# [Task objective]
Find every line in the entries that holds the string "greasy" and report it.
Start of Working data
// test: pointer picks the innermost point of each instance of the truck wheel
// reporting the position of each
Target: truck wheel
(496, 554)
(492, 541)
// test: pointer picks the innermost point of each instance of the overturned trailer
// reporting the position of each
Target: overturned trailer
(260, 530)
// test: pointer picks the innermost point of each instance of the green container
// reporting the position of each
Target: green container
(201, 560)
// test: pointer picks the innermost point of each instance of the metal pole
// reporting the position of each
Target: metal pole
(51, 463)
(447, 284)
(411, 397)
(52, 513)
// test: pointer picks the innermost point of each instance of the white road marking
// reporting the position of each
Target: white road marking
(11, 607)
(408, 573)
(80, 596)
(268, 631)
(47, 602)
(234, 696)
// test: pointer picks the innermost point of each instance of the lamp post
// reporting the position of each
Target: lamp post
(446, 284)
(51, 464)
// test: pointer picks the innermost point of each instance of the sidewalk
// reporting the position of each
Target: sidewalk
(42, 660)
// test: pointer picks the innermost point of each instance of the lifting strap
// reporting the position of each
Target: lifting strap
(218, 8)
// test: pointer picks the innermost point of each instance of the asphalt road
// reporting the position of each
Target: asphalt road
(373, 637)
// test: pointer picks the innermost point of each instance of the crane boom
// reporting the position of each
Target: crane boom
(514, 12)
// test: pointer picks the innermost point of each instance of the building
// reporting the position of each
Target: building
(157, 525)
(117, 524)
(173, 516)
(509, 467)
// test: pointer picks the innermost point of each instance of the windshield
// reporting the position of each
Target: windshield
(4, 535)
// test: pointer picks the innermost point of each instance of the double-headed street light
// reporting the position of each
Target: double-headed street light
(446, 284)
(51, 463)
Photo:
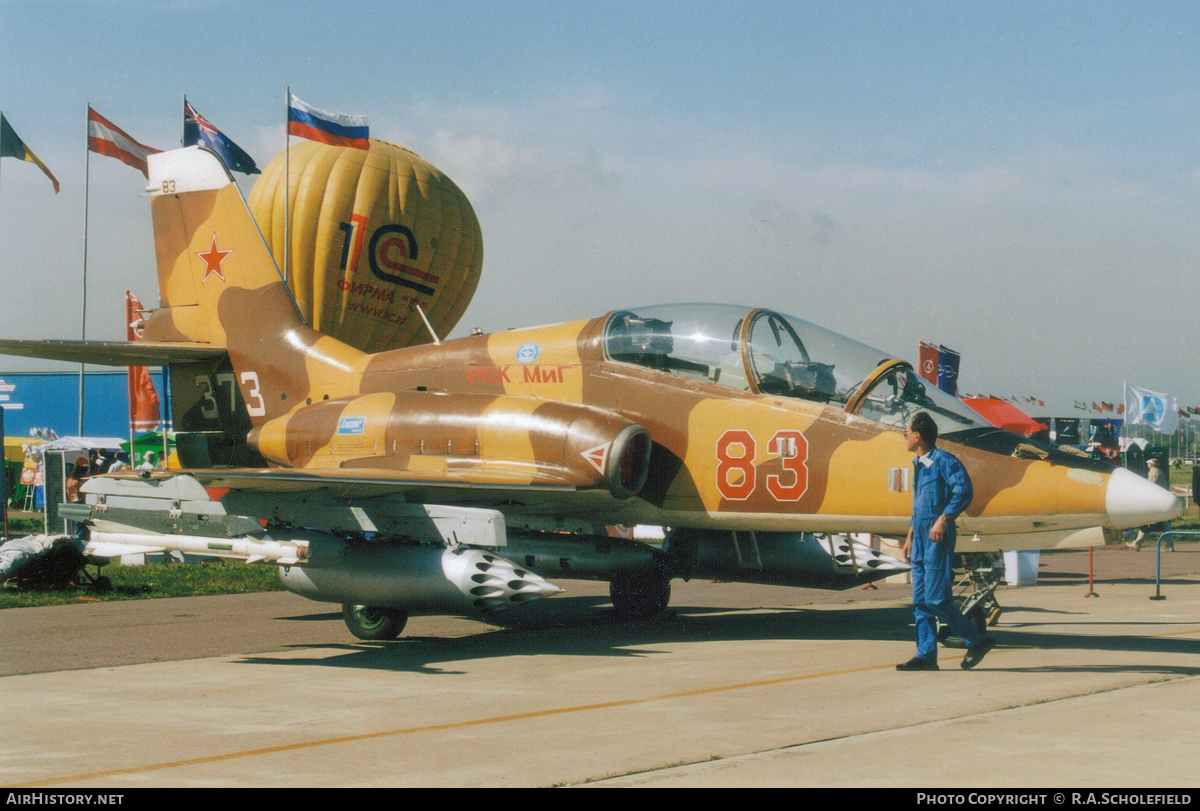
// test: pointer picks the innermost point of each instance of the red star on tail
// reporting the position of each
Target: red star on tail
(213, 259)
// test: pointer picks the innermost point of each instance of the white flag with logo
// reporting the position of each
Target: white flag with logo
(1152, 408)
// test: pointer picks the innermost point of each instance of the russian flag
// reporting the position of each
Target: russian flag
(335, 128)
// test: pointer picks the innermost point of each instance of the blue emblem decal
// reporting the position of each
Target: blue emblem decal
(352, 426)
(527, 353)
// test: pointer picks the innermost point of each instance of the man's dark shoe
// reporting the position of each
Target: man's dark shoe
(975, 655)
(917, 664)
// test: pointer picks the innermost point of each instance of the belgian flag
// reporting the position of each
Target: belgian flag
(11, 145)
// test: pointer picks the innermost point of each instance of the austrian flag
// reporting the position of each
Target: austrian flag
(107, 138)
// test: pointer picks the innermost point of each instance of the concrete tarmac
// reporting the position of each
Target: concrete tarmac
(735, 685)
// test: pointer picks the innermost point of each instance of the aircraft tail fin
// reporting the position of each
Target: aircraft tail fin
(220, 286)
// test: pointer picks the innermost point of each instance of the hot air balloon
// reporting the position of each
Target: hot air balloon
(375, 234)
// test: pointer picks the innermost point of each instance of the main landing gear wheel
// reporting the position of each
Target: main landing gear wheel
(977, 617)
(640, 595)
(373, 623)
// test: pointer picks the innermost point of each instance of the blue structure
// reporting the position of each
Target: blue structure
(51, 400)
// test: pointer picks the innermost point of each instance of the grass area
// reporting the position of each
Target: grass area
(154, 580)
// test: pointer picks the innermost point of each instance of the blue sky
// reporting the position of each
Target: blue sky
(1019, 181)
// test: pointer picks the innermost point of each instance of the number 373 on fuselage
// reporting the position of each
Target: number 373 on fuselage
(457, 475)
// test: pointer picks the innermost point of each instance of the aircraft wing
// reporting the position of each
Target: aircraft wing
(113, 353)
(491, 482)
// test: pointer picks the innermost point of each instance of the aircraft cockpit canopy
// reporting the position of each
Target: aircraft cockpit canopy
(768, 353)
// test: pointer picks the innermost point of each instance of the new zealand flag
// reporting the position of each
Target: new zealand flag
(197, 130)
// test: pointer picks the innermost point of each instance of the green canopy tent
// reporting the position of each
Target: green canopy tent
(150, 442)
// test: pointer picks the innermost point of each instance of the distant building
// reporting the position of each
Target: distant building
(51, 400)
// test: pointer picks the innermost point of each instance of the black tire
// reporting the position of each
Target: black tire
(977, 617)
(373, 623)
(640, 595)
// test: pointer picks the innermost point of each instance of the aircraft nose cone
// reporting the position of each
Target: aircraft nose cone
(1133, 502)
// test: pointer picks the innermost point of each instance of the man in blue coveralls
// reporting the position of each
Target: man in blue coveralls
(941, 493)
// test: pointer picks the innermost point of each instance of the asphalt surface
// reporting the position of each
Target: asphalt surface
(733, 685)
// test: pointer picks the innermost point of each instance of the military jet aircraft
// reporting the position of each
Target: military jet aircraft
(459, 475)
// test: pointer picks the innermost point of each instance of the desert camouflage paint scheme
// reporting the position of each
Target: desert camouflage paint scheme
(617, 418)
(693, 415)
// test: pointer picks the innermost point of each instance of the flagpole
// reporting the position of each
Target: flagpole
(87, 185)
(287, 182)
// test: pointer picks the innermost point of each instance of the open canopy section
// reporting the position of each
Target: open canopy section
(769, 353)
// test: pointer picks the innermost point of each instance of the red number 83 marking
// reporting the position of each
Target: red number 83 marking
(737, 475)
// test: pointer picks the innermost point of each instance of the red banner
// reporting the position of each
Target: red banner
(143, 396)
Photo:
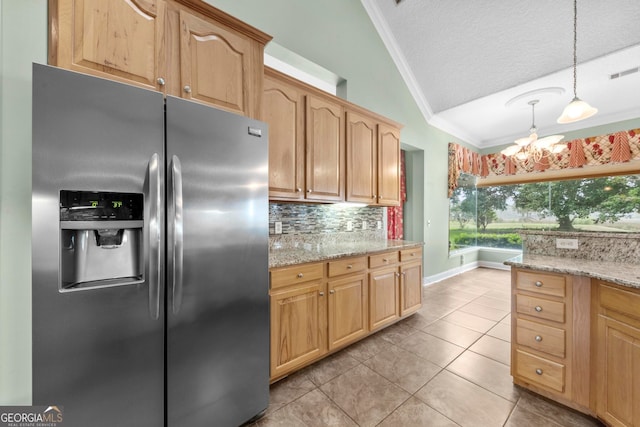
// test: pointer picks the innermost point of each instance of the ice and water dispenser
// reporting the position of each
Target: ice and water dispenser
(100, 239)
End of Working data
Start of Working data
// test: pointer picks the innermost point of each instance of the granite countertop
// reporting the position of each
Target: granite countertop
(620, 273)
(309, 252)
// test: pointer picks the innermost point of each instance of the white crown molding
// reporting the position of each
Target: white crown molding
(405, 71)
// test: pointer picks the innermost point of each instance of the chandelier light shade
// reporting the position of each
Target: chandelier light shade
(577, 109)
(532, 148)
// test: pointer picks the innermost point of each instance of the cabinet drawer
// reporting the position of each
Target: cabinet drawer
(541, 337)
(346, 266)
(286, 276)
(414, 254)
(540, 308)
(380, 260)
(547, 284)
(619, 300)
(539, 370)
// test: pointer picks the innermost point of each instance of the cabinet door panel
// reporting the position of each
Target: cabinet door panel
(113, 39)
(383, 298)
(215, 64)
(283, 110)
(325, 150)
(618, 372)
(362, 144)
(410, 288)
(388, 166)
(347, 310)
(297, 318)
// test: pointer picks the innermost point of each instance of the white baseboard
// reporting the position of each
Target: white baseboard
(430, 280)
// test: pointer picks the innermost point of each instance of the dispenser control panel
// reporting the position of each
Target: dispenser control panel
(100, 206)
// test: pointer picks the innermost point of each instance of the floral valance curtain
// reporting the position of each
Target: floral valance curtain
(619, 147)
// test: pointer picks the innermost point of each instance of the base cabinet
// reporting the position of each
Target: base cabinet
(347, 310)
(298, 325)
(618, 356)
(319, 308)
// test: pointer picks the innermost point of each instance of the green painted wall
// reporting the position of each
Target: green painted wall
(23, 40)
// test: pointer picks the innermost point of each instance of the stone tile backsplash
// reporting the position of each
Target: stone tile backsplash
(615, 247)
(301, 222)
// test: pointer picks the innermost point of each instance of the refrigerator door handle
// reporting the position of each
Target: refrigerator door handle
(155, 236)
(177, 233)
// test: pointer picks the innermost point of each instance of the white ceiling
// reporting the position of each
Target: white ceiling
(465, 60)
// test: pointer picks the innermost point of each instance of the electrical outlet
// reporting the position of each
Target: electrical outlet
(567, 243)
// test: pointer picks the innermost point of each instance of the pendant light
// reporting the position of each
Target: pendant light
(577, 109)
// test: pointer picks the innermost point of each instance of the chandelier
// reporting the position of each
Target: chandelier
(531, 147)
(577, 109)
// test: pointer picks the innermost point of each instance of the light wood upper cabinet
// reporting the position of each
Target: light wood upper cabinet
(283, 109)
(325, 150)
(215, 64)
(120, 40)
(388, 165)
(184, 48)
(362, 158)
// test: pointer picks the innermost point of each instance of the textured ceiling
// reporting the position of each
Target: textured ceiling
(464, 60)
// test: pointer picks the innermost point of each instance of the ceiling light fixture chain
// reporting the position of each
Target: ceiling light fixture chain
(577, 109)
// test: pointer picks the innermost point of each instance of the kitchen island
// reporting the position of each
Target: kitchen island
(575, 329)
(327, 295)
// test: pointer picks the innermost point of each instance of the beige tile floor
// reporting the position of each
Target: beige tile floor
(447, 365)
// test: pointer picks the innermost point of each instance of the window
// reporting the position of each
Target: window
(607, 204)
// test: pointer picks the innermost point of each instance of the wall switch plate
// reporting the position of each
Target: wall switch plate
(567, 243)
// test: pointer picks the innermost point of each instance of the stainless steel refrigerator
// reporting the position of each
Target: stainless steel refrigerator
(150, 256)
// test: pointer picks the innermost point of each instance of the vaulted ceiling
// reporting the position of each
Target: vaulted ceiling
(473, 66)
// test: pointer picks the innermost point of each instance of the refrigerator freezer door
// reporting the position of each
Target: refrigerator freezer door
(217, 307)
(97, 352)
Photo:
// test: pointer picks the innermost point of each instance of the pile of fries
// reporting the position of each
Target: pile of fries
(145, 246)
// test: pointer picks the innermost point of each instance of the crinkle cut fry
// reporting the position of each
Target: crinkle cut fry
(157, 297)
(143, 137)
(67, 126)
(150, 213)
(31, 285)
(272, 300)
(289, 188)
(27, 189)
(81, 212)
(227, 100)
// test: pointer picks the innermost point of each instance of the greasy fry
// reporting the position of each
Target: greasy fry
End of Working data
# [Answer area]
// test: pointer picks the innermost point of each instance of the greasy fry
Target: greasy fry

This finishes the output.